**Passage shown:**
***

Online condensed version

Tuesday, April 29, 2014

Updates

April 27th...

Morning update: Arley had a rough night for a while until they gave her a slushie to soothe her throat. She fell asleep immediately after and slept through the night. We have a very long road ahead of us and await report from Pathology tomorrow to know what lies ahead of us for her care. Today is more of keeping her calm and comfortable and putting her on a liquid diet. Please continue to share your love and support of her because I tell her all about it. I'm trying to remain positive and strong for her and am doing my absolute best.
 
 
Afternoon update: Arley has been struggling quite a bit this afternoon. Has had fevers off and on, a lot of swelling on the side of her face (normal) and an unfortunate itchy reaction to an antibiotic (the strongest she can have). Right now she's sleeping (due to Benadryl) so hopefully it'll help the itch go away. Awaiting the arrival of her uncle and hoping the evening goes much more smooth.

***

**Excerpted records:**

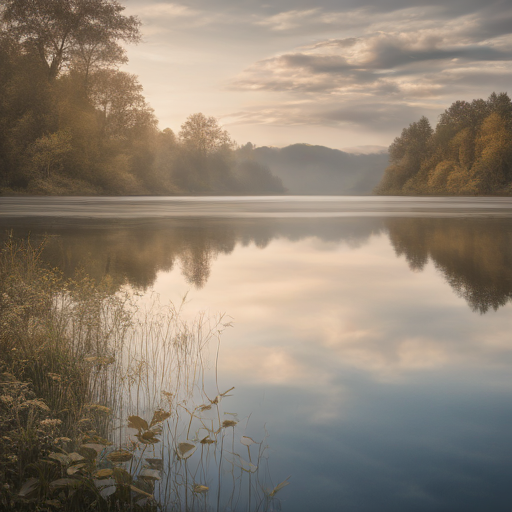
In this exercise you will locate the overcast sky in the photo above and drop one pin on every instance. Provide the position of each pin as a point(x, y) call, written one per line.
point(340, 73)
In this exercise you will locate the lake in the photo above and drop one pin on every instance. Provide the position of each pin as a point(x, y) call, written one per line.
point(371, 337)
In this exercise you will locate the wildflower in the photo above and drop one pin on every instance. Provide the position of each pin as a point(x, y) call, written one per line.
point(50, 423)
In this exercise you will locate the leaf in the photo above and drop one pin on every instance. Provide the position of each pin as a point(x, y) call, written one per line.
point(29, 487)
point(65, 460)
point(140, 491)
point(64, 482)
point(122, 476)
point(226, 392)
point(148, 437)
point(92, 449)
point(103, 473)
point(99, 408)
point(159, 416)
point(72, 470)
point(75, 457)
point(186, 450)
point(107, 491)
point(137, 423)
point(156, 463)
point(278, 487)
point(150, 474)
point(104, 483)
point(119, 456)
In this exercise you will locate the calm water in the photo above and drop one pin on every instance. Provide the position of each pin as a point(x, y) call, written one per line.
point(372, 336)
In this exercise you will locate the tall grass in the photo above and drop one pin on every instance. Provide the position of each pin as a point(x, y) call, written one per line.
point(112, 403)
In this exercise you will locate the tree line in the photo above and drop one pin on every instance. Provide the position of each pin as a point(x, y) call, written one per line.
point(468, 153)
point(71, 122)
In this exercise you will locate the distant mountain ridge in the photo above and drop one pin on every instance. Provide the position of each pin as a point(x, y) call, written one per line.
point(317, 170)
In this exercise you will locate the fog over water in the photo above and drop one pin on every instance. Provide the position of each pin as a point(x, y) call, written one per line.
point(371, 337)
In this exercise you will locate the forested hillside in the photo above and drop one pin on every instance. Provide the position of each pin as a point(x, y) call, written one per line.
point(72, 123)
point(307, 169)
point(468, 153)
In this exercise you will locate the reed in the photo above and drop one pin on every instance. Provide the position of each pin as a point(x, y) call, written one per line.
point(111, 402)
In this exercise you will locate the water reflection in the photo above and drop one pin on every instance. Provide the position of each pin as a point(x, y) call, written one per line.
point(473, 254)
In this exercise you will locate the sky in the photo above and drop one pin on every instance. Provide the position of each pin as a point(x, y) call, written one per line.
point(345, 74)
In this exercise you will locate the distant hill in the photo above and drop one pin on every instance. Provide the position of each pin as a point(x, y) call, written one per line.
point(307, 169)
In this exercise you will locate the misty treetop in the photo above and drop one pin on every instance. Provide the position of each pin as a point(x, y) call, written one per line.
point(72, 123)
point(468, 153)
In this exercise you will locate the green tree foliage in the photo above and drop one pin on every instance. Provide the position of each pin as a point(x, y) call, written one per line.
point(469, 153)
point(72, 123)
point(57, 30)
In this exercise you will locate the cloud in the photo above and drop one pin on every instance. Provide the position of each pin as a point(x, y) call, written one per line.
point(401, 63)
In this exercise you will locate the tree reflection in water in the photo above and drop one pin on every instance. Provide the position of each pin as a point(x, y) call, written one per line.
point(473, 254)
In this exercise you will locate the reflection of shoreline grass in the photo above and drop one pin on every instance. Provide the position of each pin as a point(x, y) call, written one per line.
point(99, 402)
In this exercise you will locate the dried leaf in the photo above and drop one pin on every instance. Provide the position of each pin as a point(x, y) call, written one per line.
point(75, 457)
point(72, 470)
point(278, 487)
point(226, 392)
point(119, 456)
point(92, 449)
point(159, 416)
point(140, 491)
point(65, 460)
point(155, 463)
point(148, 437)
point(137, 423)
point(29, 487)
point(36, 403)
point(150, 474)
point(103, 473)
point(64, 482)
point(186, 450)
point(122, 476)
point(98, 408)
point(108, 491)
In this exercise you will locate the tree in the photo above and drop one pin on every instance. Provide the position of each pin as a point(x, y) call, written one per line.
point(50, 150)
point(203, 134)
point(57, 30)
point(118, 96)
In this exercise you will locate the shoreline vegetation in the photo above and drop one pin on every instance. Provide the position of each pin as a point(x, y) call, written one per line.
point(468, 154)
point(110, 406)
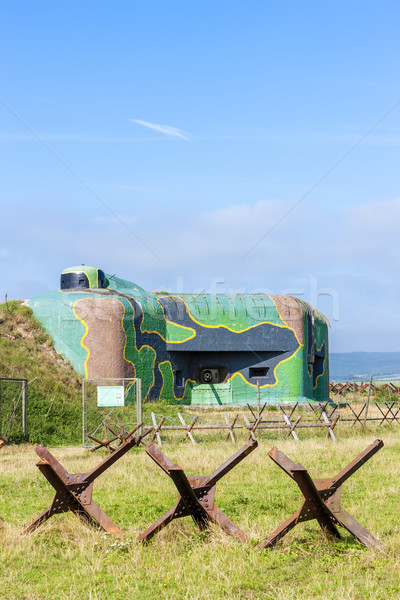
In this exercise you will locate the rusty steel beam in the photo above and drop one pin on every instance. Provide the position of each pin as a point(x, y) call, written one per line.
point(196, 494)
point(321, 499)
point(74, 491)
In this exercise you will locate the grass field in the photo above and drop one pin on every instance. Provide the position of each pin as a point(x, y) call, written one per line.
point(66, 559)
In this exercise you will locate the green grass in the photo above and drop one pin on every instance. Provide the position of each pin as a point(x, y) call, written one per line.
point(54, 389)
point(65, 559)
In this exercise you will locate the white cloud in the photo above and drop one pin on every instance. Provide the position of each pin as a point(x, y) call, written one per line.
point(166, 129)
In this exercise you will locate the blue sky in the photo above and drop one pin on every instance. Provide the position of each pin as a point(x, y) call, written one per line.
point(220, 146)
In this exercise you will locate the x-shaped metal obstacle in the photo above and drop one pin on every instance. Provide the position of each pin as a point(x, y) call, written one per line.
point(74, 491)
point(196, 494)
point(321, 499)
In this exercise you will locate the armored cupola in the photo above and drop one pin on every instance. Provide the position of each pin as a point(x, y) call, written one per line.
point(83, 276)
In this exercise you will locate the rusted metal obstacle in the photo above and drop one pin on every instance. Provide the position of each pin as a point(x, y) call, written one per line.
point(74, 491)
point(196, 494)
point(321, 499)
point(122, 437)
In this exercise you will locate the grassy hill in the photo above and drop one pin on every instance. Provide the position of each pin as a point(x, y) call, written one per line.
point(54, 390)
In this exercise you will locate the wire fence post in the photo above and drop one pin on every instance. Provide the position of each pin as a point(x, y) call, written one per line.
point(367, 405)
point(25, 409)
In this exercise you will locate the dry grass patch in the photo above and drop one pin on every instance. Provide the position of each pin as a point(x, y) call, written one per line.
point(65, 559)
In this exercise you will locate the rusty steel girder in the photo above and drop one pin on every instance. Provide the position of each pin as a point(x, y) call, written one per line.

***

**List of tasks:**
• a. List every problem that the afternoon update in the post about Arley says she had that afternoon.
• b. Based on the post about Arley, answer yes or no to each statement and quote the words that decide it: (i) Arley slept through the night after she was given a slushie. (ii) The report from Pathology had already arrived when the morning update was written. (iii) Arley's uncle was already with her during the afternoon update.
• c. Reproduce word for word the part of the post about Arley from "Online condensed version" up to and including "my absolute best.".

**Exercise answers:**
• a.
- Fevers off and on
- A lot of swelling on the side of her face
- An itchy reaction to an antibiotic

• b.
(i) Yes: "She fell asleep immediately after and slept through the night."
(ii) No: "await report from Pathology tomorrow"
(iii) No: "Awaiting the arrival of her uncle"

• c.
Online condensed version

Tuesday, April 29, 2014

Updates

April 27th...

Morning update: Arley had a rough night for a while until they gave her a slushie to soothe her throat. She fell asleep immediately after and slept through the night. We have a very long road ahead of us and await report from Pathology tomorrow to know what lies ahead of us for her care. Today is more of keeping her calm and comfortable and putting her on a liquid diet. Please continue to share your love and support of her because I tell her all about it. I'm trying to remain positive and strong for her and am doing my absolute best.